──────── TEXT ────────

One area where these principles particularly apply is in the surveillance of ‘tubular condition’ – sometimes referred to as ‘tube integrity’ or ‘corrosion’ monitoring.

The most prolific barriers in the well system and the backbone of its integrity are the steel tubulars, casings and cement that fuse together with the subsurface to form the well system. Often operating in extreme conditions, tubulars must be in good condition to ensure containment and provide mechanical support. But many factors conspire against the integrity of the tubes making integrity management extremely challenging.

The first is accessibility. Most well tubulars exist behind the primary tubing, making them difficult to access for remediation. The second is surveillance. The hidden nature of outer casings means that corrosion and even failure is particularly insidious and challenging to detect. The third is that whilst steel barriers are strong, they are vulnerable to one fundamental weakness – they can corrode. The fourth is the environment within which tubulars need to perform. Heat, pressure, mechanical loading, aquifers and corrosive fluids such as carbon dioxide, hydrogen sulphide (H2S) and brine play havoc with steel. Lastly, the fifth factor is time. Well systems are expected to endure extreme conditions for decades.

──────── RECORDED DATA ────────

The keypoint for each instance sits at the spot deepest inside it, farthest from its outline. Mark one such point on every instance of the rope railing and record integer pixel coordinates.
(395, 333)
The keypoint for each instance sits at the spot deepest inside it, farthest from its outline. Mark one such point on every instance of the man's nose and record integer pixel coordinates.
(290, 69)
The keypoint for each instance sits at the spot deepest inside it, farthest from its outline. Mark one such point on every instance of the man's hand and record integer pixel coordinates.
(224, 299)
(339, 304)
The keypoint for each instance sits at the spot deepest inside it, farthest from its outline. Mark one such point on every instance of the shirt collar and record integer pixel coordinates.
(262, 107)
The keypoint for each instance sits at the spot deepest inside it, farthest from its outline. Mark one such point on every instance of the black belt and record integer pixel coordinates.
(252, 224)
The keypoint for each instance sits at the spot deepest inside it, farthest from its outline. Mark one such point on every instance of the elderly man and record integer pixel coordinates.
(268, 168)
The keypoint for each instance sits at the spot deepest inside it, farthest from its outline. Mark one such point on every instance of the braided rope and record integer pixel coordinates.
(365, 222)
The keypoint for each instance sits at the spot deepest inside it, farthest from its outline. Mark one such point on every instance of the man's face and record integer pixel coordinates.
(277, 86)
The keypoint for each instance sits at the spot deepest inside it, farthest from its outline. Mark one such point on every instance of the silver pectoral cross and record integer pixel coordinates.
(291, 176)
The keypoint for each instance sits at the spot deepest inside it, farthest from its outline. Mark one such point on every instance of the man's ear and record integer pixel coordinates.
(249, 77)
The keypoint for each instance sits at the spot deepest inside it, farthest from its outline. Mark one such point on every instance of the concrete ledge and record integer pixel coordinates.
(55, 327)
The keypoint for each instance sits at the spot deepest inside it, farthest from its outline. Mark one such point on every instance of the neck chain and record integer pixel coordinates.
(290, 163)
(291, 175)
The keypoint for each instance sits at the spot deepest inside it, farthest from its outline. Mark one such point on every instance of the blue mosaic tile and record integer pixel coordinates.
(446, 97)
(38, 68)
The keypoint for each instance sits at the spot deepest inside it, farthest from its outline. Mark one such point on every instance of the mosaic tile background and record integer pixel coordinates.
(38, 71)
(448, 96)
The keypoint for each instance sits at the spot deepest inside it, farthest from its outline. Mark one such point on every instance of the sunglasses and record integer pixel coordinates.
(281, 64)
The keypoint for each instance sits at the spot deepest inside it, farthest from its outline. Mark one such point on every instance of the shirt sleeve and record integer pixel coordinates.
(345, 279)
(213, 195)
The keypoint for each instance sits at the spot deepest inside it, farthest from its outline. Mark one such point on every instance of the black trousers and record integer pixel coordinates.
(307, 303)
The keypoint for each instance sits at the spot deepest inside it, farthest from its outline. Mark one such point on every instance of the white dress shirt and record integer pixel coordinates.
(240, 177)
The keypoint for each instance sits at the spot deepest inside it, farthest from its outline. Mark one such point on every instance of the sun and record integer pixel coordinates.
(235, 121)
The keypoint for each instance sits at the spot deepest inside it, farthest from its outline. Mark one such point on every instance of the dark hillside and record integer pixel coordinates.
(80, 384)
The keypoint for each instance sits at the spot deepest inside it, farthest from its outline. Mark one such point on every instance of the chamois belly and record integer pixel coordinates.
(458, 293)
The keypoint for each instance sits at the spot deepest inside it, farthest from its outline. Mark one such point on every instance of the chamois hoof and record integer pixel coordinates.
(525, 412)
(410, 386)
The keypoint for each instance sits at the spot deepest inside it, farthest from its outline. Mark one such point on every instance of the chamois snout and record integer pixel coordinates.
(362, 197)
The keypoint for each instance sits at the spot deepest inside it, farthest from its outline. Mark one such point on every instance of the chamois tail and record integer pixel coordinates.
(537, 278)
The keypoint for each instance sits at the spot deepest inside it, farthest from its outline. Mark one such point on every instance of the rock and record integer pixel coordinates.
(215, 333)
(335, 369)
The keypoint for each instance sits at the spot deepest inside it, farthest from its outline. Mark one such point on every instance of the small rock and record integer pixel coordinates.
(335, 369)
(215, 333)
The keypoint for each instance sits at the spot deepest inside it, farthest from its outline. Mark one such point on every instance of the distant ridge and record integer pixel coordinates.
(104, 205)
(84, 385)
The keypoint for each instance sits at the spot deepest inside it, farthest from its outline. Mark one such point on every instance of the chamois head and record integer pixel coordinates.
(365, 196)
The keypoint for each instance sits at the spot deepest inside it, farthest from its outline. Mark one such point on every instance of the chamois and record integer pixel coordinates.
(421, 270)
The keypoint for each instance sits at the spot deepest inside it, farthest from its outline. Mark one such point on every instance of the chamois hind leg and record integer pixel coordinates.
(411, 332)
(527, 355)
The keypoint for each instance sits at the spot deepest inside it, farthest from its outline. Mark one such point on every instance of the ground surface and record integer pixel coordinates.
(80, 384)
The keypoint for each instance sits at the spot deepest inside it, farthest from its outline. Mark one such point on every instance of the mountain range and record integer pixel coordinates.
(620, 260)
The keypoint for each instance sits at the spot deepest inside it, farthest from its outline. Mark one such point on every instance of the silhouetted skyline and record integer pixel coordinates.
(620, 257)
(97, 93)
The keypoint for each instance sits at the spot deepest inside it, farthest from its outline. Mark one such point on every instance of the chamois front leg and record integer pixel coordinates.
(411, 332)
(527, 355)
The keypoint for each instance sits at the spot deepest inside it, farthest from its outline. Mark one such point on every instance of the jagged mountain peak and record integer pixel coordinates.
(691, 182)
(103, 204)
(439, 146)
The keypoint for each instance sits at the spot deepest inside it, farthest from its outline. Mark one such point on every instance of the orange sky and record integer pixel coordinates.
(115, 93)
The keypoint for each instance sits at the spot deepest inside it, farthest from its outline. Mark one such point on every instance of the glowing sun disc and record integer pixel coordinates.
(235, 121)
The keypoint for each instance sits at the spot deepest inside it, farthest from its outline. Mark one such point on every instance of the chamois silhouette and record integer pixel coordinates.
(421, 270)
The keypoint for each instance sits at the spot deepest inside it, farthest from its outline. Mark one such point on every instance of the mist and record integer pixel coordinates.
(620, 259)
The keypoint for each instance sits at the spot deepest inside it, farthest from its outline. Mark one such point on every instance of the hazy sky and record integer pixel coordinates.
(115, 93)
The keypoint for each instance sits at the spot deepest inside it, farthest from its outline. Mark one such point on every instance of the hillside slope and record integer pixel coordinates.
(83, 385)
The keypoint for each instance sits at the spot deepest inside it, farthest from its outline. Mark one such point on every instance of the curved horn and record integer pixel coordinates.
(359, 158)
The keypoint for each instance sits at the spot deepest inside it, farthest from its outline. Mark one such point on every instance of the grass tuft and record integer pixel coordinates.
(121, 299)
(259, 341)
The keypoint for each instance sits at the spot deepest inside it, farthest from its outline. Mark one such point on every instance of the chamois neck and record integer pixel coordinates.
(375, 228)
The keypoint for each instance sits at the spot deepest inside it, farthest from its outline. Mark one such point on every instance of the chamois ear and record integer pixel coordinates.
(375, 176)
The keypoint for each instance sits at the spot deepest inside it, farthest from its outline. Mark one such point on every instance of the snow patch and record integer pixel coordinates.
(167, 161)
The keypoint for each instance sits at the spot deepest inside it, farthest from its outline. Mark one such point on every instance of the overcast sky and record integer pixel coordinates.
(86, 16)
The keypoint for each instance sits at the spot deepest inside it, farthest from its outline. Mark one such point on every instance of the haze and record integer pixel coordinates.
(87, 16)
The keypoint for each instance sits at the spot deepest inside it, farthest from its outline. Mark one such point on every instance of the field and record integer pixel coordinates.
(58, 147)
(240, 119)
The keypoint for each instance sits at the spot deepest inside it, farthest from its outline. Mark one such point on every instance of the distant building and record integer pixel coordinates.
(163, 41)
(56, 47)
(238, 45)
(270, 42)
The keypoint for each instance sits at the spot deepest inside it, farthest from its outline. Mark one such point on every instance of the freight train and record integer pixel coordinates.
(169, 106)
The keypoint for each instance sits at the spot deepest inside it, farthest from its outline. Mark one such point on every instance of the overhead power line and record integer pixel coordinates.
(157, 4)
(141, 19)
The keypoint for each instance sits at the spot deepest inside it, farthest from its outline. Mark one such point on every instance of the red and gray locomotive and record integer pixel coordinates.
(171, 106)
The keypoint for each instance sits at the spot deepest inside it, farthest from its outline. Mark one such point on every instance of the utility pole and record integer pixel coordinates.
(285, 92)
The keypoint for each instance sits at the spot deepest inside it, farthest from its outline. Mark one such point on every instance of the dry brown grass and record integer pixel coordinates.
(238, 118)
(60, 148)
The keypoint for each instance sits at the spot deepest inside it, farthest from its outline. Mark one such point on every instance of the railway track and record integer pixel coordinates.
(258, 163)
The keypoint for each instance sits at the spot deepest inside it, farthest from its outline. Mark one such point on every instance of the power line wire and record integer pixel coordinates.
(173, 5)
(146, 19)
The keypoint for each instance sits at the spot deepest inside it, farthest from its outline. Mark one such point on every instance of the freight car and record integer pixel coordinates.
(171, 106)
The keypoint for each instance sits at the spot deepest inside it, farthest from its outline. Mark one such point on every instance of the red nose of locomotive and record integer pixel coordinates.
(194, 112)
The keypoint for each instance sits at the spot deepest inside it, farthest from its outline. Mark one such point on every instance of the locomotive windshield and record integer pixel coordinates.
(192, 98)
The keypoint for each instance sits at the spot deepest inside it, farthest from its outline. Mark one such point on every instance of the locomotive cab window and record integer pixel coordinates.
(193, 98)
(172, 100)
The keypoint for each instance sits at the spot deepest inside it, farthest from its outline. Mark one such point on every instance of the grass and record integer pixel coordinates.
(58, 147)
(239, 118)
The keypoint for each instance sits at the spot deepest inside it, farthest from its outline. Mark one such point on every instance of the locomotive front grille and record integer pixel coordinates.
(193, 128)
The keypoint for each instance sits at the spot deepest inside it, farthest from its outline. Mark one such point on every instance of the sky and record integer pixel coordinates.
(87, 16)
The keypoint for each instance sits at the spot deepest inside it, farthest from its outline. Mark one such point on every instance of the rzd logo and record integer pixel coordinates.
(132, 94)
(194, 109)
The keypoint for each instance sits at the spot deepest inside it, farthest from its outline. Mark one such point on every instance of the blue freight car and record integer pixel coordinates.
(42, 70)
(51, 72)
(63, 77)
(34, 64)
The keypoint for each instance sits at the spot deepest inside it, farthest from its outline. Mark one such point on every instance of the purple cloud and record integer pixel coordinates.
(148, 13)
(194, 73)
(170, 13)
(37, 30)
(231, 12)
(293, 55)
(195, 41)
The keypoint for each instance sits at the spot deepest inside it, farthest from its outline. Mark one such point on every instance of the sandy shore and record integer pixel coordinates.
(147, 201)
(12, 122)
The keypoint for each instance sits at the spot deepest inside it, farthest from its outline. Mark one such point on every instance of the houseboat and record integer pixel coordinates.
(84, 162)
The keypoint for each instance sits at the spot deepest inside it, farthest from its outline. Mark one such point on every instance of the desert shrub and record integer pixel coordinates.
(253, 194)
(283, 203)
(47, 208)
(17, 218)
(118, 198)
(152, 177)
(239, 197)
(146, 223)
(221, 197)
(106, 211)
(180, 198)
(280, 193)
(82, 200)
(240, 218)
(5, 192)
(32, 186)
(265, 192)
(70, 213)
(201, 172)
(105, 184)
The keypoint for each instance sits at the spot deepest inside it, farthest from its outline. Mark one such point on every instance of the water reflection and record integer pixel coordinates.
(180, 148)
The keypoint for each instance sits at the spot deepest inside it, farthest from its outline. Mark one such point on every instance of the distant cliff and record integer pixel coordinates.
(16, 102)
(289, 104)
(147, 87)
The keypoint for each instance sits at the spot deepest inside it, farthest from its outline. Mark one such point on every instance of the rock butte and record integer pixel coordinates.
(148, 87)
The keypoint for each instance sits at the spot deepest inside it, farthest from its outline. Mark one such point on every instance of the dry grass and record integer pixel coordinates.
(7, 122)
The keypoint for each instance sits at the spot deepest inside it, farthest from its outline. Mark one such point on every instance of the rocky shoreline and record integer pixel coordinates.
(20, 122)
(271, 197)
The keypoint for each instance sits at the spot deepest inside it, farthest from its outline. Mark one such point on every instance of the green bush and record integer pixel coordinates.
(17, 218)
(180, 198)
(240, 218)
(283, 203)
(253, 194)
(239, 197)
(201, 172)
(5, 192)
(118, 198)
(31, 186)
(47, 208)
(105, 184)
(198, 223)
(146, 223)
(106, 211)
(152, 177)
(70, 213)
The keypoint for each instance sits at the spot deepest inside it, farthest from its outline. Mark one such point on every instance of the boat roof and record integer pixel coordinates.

────────

**PROBLEMS TO WORK ON**:
1. List every corrosive fluid the text names.
2. Reproduce the text word for word, beginning at the words "The most prolific" and stopping after "management extremely challenging.".
These records were taken from a different source than the text.

**RESPONSES BY TASK**:
1. carbon dioxide, hydrogen sulphide (H2S), brine

2.
The most prolific barriers in the well system and the backbone of its integrity are the steel tubulars, casings and cement that fuse together with the subsurface to form the well system. Often operating in extreme conditions, tubulars must be in good condition to ensure containment and provide mechanical support. But many factors conspire against the integrity of the tubes making integrity management extremely challenging.